• **TEXT UNDER STUDY**:
'''
Princeton University Athletics

A Celebration Of Princeton Rowing
January 25, 2022 | General
As part of the year-long celebration, goprincetontigers.com will be featuring monthly profiles on several of the men and women who have made Princeton Rowing the overwhelming successful program it has been. The first two features have now been released.
Amy Richlin '73 (excerpted from the book "I Can Do Anything")
The phone rings in California, and Amy Richlin '73, Distinguished Professor of Classics at UCLA, answers. If anyone would know about that supposed meeting between Mr. von Kienbusch and the first Princeton women's rowing captain, it would be Amy Richlin. She, after all, was the first women's rowing captain.
"I only remember having to talk one person into coming around on women athletes at Princeton," she laughs. "And it wasn't C. Otto von Kienbusch."
In fact, Amy Richlin was much more than the first women's rowing captain. She was the force that brought women to Lake Carnegie in the first place.
Women's rowing at Princeton has enjoyed incredible success through the decades. Princeton's open rowers are one of three programs to have qualified for every NCAA championship meet since the event began in 1997, and the Tigers have won two first varsity 8 NCAA titles. As a team, Princeton finished in the top eight twenty times in the first twenty-three years of NCAA championships and in the top five ten times.
'''
• **QUESTIONS**:
A. In the Princeton rowing article, how many first varsity 8 NCAA titles have the Tigers won?
B. Reproduce the Princeton rowing article from "The phone rings" to "the first place.".

• **RECORDED INFORMATION**:
'''
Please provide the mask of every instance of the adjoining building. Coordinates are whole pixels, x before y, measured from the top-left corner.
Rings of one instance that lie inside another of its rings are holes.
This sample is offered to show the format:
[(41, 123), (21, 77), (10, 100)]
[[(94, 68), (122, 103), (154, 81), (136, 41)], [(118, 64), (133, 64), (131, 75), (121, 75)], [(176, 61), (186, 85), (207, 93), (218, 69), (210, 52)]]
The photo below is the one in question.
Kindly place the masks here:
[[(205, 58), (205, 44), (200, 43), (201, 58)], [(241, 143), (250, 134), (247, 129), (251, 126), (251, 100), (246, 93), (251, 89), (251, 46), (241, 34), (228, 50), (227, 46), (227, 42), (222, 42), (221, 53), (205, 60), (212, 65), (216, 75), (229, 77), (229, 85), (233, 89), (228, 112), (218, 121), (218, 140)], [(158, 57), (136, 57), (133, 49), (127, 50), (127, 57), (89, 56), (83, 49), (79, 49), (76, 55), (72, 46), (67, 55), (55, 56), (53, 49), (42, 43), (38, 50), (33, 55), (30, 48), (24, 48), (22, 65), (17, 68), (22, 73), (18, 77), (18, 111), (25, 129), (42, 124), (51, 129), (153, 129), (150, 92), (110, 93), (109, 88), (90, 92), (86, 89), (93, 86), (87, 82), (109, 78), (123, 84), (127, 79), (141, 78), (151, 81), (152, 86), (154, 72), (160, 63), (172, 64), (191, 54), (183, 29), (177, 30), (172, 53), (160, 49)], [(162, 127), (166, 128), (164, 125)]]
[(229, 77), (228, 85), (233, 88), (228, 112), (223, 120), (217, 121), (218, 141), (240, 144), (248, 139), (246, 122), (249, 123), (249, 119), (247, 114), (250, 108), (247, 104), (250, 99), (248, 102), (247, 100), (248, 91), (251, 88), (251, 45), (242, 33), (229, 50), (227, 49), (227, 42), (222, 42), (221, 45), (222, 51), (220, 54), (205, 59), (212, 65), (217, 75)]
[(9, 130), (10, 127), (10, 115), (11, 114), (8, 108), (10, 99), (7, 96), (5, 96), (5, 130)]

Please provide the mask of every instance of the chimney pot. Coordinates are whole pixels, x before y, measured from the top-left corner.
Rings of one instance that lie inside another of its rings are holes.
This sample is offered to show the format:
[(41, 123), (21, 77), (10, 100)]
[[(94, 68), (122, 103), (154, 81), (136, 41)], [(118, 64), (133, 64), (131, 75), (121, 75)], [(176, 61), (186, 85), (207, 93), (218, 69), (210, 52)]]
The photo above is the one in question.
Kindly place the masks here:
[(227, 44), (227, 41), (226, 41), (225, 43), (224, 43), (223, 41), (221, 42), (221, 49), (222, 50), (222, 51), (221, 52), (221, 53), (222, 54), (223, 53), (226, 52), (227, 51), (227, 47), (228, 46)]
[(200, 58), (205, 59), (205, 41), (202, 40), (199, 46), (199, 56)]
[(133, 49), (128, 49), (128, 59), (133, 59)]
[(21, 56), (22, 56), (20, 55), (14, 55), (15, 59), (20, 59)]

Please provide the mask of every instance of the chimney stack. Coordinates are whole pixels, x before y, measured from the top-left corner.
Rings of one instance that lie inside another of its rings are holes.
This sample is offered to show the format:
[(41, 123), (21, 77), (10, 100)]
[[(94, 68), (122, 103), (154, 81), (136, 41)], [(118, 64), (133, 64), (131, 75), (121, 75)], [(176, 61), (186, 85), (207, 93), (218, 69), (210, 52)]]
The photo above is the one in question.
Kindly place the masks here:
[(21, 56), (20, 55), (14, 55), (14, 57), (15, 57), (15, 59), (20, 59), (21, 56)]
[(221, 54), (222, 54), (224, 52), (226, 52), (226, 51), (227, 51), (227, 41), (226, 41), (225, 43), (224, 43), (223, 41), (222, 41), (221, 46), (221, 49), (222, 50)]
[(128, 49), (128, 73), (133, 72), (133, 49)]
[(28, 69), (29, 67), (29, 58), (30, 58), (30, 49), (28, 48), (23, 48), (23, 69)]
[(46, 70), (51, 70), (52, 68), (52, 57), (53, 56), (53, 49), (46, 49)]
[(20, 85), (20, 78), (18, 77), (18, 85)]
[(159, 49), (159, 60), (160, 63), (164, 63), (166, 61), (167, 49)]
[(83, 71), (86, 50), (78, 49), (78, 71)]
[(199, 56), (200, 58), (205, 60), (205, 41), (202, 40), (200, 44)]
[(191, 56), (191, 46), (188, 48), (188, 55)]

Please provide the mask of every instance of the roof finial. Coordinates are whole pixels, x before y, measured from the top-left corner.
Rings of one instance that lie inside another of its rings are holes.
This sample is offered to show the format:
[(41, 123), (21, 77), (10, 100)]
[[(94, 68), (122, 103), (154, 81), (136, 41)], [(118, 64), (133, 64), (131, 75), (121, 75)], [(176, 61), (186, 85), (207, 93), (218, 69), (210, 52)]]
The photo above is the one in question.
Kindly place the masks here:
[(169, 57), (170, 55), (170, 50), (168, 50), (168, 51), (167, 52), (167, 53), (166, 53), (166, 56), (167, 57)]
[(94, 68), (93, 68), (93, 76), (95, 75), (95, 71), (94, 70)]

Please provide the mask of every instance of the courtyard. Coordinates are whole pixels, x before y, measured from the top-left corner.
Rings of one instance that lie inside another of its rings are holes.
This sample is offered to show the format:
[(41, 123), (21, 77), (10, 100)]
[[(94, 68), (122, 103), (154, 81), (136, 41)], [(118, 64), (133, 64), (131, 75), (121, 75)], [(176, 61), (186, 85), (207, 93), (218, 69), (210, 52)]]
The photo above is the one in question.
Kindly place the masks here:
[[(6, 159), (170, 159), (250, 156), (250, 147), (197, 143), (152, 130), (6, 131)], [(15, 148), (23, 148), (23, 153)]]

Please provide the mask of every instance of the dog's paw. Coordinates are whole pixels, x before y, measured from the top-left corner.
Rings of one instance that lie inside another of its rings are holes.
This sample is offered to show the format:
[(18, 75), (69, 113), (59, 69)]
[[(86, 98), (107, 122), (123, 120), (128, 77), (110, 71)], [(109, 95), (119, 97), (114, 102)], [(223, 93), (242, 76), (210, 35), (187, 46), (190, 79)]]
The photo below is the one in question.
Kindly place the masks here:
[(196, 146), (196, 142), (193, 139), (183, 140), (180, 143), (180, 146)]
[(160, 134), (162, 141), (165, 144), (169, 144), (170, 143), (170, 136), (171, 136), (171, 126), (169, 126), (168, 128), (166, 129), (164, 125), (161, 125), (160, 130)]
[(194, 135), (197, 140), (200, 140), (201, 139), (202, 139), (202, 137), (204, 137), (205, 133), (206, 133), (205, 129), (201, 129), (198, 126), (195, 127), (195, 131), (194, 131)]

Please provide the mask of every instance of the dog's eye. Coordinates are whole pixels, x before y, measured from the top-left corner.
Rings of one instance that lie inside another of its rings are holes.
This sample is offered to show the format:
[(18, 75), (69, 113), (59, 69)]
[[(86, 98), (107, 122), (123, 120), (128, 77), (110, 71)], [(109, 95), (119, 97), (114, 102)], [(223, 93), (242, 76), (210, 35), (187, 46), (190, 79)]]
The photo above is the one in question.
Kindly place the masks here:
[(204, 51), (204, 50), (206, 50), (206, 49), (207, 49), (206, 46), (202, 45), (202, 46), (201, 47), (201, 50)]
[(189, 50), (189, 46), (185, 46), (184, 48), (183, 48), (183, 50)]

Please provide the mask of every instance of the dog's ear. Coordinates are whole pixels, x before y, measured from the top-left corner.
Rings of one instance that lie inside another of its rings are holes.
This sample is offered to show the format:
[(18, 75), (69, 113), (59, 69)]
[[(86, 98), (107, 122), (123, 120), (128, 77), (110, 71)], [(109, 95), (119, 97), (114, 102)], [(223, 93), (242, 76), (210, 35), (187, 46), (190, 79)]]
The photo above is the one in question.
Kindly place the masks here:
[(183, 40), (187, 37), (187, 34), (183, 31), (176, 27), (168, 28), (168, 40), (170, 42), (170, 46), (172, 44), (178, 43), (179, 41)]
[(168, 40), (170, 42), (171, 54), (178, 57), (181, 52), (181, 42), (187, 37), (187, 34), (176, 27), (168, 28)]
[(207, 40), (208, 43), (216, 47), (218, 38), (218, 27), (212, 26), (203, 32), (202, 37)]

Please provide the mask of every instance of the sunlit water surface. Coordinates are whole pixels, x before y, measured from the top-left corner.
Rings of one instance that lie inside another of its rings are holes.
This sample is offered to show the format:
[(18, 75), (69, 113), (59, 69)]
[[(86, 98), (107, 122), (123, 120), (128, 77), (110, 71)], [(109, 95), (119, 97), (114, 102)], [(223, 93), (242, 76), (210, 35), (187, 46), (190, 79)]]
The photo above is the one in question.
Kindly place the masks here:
'''
• **TASK SOLUTIONS**:
A. Two.

B.
The phone rings in California, and Amy Richlin '73, Distinguished Professor of Classics at UCLA, answers. If anyone would know about that supposed meeting between Mr. von Kienbusch and the first Princeton women's rowing captain, it would be Amy Richlin. She, after all, was the first women's rowing captain.
"I only remember having to talk one person into coming around on women athletes at Princeton," she laughs. "And it wasn't C. Otto von Kienbusch."
In fact, Amy Richlin was much more than the first women's rowing captain. She was the force that brought women to Lake Carnegie in the first place.